------ Listed entries ------

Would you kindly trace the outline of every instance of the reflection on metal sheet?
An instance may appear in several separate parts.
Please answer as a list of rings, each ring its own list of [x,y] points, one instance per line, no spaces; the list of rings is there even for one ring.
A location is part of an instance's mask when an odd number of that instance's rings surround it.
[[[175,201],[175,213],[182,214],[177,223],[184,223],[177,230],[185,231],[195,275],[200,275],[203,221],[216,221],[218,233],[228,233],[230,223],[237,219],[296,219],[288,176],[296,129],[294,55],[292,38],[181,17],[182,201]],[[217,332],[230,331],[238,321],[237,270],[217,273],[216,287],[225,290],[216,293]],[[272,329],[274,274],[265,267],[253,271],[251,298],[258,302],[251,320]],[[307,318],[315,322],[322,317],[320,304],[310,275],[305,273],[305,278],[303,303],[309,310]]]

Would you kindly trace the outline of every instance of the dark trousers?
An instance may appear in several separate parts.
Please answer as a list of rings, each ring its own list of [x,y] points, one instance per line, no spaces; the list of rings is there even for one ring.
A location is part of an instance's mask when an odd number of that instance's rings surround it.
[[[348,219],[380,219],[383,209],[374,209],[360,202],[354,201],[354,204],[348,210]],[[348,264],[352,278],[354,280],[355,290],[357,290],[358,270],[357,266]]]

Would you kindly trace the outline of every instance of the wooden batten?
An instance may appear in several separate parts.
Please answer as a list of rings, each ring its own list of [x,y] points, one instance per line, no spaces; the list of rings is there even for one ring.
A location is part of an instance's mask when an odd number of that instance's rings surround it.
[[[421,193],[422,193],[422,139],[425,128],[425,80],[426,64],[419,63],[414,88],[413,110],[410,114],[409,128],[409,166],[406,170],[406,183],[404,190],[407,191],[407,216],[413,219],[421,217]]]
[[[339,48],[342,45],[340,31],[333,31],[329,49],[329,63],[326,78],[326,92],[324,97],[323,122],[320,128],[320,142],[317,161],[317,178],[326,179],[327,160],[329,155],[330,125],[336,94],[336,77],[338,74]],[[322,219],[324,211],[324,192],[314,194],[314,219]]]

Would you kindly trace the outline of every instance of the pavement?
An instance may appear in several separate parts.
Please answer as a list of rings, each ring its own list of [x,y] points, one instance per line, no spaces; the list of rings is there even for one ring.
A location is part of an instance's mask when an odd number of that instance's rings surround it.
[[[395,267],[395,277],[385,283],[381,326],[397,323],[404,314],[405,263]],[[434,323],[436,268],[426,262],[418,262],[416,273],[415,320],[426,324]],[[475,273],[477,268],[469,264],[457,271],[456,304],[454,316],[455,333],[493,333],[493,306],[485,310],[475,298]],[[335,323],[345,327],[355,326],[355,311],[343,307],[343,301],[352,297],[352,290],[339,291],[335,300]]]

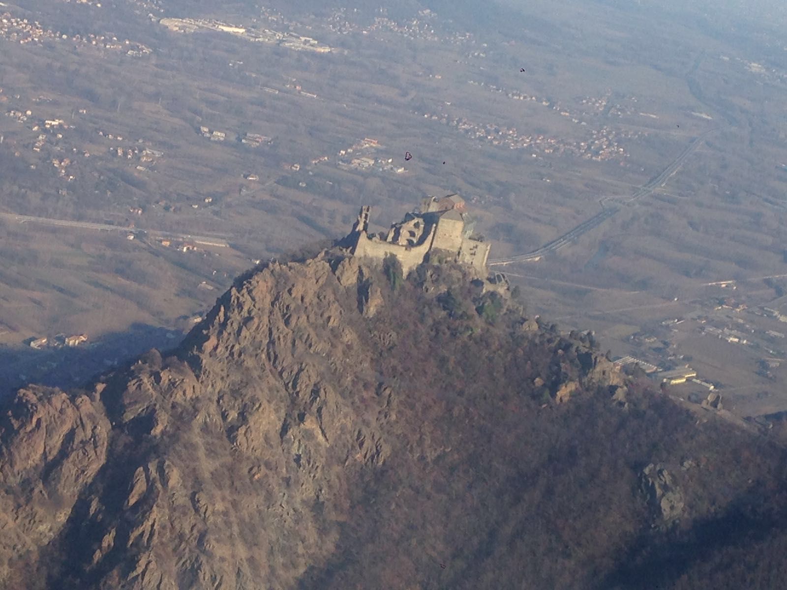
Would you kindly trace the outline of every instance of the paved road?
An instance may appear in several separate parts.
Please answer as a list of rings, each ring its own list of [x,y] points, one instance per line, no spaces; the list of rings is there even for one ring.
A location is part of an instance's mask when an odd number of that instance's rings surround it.
[[[637,190],[635,190],[631,195],[626,197],[622,197],[623,202],[625,204],[630,204],[636,201],[637,199],[641,199],[643,197],[646,197],[656,190],[661,188],[666,184],[667,181],[669,180],[670,177],[672,176],[678,169],[683,164],[685,159],[689,157],[689,155],[693,152],[697,146],[702,142],[704,141],[705,138],[715,131],[715,130],[711,130],[710,131],[706,131],[700,137],[695,138],[689,146],[684,149],[681,154],[675,158],[670,165],[664,168],[659,175],[656,176],[654,179],[651,179],[645,184],[640,186]],[[597,227],[604,221],[608,219],[610,217],[614,216],[619,211],[620,211],[620,207],[615,204],[608,205],[608,203],[613,199],[614,197],[604,197],[601,199],[601,207],[602,209],[598,213],[594,215],[589,219],[583,221],[582,223],[578,225],[574,229],[563,234],[560,238],[552,240],[547,244],[545,244],[538,250],[534,250],[533,252],[528,253],[527,254],[519,254],[519,256],[509,256],[508,258],[497,258],[495,260],[490,260],[487,263],[487,266],[505,266],[506,264],[512,264],[519,262],[530,262],[541,260],[546,254],[552,252],[557,252],[561,248],[564,248],[571,242],[577,240],[582,235],[590,231],[590,230]]]
[[[9,221],[16,221],[18,223],[42,223],[44,225],[54,225],[61,227],[74,227],[82,230],[101,230],[103,231],[123,231],[126,234],[151,234],[163,238],[174,238],[181,240],[190,240],[197,243],[206,245],[216,245],[227,247],[229,245],[222,238],[225,236],[199,236],[190,234],[176,234],[171,231],[161,231],[158,230],[141,230],[136,227],[123,227],[117,225],[109,225],[109,223],[94,223],[88,221],[72,221],[70,219],[57,219],[51,217],[35,217],[29,215],[18,215],[17,213],[0,213],[0,218]]]

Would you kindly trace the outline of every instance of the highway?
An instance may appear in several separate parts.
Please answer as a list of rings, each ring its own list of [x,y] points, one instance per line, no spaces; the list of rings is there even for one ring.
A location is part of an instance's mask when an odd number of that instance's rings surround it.
[[[161,231],[157,230],[142,230],[136,227],[123,227],[122,226],[109,225],[109,223],[94,223],[89,221],[72,221],[70,219],[57,219],[51,217],[35,217],[29,215],[19,215],[17,213],[2,213],[0,218],[15,221],[17,223],[41,223],[43,225],[54,225],[60,227],[72,227],[81,230],[100,230],[102,231],[122,231],[125,234],[150,234],[161,238],[172,238],[181,240],[189,240],[198,244],[205,245],[214,245],[226,248],[229,245],[222,239],[225,236],[199,236],[190,234],[175,234],[170,231]]]
[[[689,144],[689,146],[686,147],[686,149],[684,149],[677,158],[671,162],[670,164],[657,176],[637,188],[631,195],[622,197],[623,202],[625,204],[633,203],[663,186],[667,183],[667,181],[670,179],[670,177],[678,171],[678,169],[683,164],[686,158],[689,157],[689,154],[691,154],[691,153],[693,152],[700,146],[700,144],[704,141],[705,138],[708,135],[715,131],[715,129],[712,129],[702,134],[698,138],[696,138],[690,144]],[[619,205],[614,203],[612,205],[608,205],[608,201],[615,198],[616,197],[604,197],[600,201],[602,207],[601,211],[590,219],[586,219],[570,231],[567,231],[552,242],[545,244],[538,250],[534,250],[533,252],[530,252],[527,254],[519,254],[518,256],[508,256],[508,258],[497,258],[489,260],[486,263],[487,266],[505,266],[506,264],[513,264],[519,262],[534,262],[541,260],[550,253],[557,252],[561,248],[564,248],[571,242],[578,239],[581,236],[590,231],[590,230],[597,227],[620,211],[620,207]]]

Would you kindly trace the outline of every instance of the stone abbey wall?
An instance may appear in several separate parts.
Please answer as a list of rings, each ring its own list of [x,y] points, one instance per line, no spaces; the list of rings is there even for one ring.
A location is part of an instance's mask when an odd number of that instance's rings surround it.
[[[467,225],[464,211],[464,201],[459,195],[429,197],[420,212],[408,213],[381,238],[369,236],[369,207],[364,205],[348,236],[353,254],[380,260],[393,254],[406,275],[423,263],[430,252],[440,250],[485,276],[490,244],[470,238],[472,225]]]

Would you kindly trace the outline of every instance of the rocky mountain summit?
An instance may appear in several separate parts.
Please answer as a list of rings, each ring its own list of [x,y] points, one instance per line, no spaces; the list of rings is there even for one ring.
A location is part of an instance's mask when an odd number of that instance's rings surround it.
[[[783,464],[460,265],[327,249],[0,402],[0,588],[726,588],[785,567]]]

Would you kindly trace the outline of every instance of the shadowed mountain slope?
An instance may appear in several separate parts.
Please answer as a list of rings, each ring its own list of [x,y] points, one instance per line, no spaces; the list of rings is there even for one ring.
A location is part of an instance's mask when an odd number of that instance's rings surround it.
[[[0,406],[0,587],[733,588],[735,564],[784,570],[780,447],[481,291],[459,266],[403,280],[324,251],[242,277],[169,353],[19,391]]]

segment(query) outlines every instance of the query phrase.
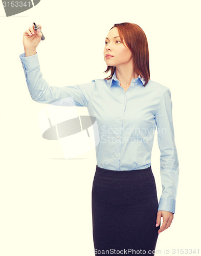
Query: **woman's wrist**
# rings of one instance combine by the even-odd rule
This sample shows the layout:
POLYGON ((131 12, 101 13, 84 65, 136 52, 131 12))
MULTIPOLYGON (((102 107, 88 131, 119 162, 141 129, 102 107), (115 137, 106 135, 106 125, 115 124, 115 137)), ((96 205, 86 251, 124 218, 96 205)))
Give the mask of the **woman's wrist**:
POLYGON ((36 49, 31 50, 31 49, 25 49, 25 57, 28 57, 29 56, 34 55, 36 53, 36 49))

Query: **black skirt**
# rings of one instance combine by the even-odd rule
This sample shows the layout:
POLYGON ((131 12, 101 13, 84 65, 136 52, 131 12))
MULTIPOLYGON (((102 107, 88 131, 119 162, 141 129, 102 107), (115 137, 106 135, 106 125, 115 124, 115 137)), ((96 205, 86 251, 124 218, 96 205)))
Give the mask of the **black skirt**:
POLYGON ((155 227, 159 203, 151 166, 117 171, 97 165, 92 206, 96 255, 154 255, 148 251, 155 250, 160 225, 155 227))

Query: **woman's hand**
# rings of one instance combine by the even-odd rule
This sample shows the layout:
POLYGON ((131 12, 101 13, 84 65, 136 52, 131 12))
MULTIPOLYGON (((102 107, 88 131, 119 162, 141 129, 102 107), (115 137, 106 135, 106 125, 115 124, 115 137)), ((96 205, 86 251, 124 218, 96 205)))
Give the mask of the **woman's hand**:
POLYGON ((158 210, 157 213, 157 224, 155 225, 157 227, 160 225, 161 217, 163 217, 163 223, 158 231, 159 234, 170 226, 174 218, 174 214, 166 210, 158 210))
MULTIPOLYGON (((38 26, 41 29, 41 26, 38 24, 38 26)), ((34 25, 33 24, 32 27, 30 27, 29 29, 23 34, 23 45, 25 51, 35 52, 37 47, 41 41, 42 33, 39 29, 36 31, 34 27, 34 25)))

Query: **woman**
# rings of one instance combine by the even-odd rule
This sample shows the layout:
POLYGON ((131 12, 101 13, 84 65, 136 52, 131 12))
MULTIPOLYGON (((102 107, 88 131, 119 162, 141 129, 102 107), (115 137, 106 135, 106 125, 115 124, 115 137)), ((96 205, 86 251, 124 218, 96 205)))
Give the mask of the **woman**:
POLYGON ((145 34, 136 24, 115 24, 104 49, 105 73, 110 75, 59 88, 42 79, 36 52, 42 34, 34 30, 30 27, 24 33, 25 53, 20 55, 32 99, 51 103, 72 96, 98 125, 92 194, 95 254, 116 250, 153 255, 159 233, 173 219, 179 167, 170 91, 149 79, 145 34), (159 203, 151 167, 156 125, 163 187, 159 203))

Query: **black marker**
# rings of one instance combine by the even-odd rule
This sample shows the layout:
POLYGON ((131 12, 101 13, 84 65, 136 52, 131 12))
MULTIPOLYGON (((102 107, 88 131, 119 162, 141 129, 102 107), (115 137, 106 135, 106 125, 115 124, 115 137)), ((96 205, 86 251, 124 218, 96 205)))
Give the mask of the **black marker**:
POLYGON ((42 37, 41 37, 41 40, 44 40, 46 39, 45 37, 44 36, 43 34, 42 34, 42 31, 41 31, 41 29, 40 29, 39 26, 36 25, 36 24, 35 23, 35 22, 33 23, 33 24, 34 25, 34 29, 36 30, 36 31, 37 31, 37 29, 39 29, 40 31, 42 33, 42 37))

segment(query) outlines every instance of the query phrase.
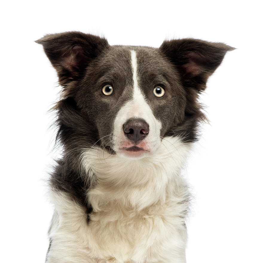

------

§ Stated problem:
Reproduce everything in the records from the line containing "shadowed mountain slope?" down to the line containing "MULTIPOLYGON (((38 26, 41", including both of those lines. Leave the pictures out.

§ Response to this exercise:
Would you kindly trace the outline of every instance of the shadowed mountain slope?
An instance may appear in several separate parts.
Please answer as a list of rings, each ring its own list of [x,y] points, one instance per line, no spaces; the list of rings is there even for one ring.
A location is part of an instance's mask when an odd number of that instance's rings surround it.
[[[0,406],[0,587],[733,588],[735,564],[784,570],[780,447],[481,291],[459,266],[403,280],[324,251],[242,277],[169,353],[19,391]]]

segment(query) outlines every instance of the query phrase.
Query: **woman's wrist**
# rings of one instance combine by the even-odd rule
This sample shows the layout:
POLYGON ((131 12, 101 13, 84 65, 136 52, 131 12))
MULTIPOLYGON (((102 107, 88 131, 119 162, 141 129, 102 107), (115 137, 106 135, 106 125, 115 124, 115 137)), ((96 205, 86 251, 124 218, 96 205)))
Give the mask of the **woman's wrist**:
POLYGON ((36 49, 31 50, 31 49, 25 49, 25 57, 28 57, 29 56, 34 55, 36 53, 36 49))

Query: **black skirt**
# rings of one instance combine by the even-odd rule
This sample shows the layout:
POLYGON ((131 12, 101 13, 84 65, 136 52, 131 12))
MULTIPOLYGON (((102 107, 88 131, 119 162, 141 129, 102 107), (115 137, 106 135, 106 125, 115 124, 115 137)), ((96 205, 86 251, 124 218, 96 205)))
Give the mask of the **black skirt**:
POLYGON ((155 227, 159 203, 151 166, 117 171, 97 165, 92 206, 96 255, 154 255, 148 251, 155 250, 160 225, 155 227))

Query: **woman's hand**
# rings of one instance combine by the even-odd rule
This sample shows the layout:
POLYGON ((131 12, 101 13, 84 65, 136 52, 131 12))
MULTIPOLYGON (((102 107, 88 131, 119 162, 141 129, 102 107), (115 137, 106 135, 106 125, 115 124, 115 137)), ((96 205, 86 251, 124 218, 96 205)))
Give the mask of the **woman's hand**:
POLYGON ((158 210, 157 213, 157 224, 155 225, 157 227, 160 225, 161 217, 163 217, 163 223, 158 231, 159 234, 170 226, 174 218, 174 214, 166 210, 158 210))
MULTIPOLYGON (((38 26, 41 29, 41 26, 38 24, 38 26)), ((34 25, 33 24, 32 27, 30 27, 29 29, 23 34, 23 45, 25 51, 35 52, 37 47, 41 41, 42 33, 39 29, 36 31, 34 27, 34 25)))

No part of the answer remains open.